Task requirements >>
Output exactly the lines spanning from the line containing "Query: woman in blue costume" to the last line of the entries, inclusive.

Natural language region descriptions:
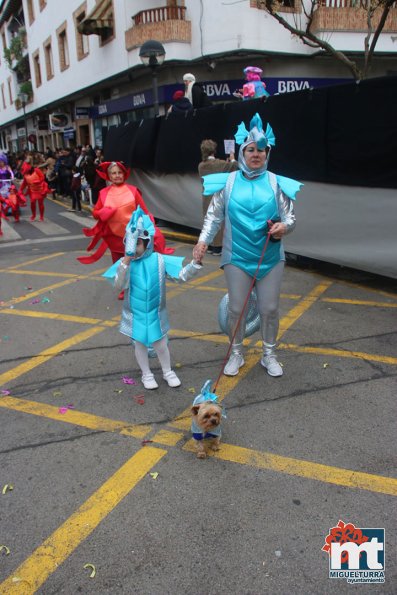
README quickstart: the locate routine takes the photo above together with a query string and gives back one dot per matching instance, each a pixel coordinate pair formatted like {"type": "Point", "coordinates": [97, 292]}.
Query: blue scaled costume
{"type": "Point", "coordinates": [245, 201]}
{"type": "Point", "coordinates": [144, 316]}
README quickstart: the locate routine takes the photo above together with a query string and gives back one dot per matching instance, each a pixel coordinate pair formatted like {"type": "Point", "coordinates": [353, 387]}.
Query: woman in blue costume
{"type": "Point", "coordinates": [252, 202]}
{"type": "Point", "coordinates": [142, 274]}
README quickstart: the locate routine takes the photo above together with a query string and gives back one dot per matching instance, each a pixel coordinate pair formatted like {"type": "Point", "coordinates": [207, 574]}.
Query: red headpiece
{"type": "Point", "coordinates": [102, 169]}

Task answer >>
Query: woman in blue costume
{"type": "Point", "coordinates": [252, 202]}
{"type": "Point", "coordinates": [142, 274]}
README quickstart: the locate routine takes the photo above together with a query string and gives back one dot per matching instance, each a pixel coordinate pair formatted like {"type": "Point", "coordinates": [207, 574]}.
Query: red headpiece
{"type": "Point", "coordinates": [102, 169]}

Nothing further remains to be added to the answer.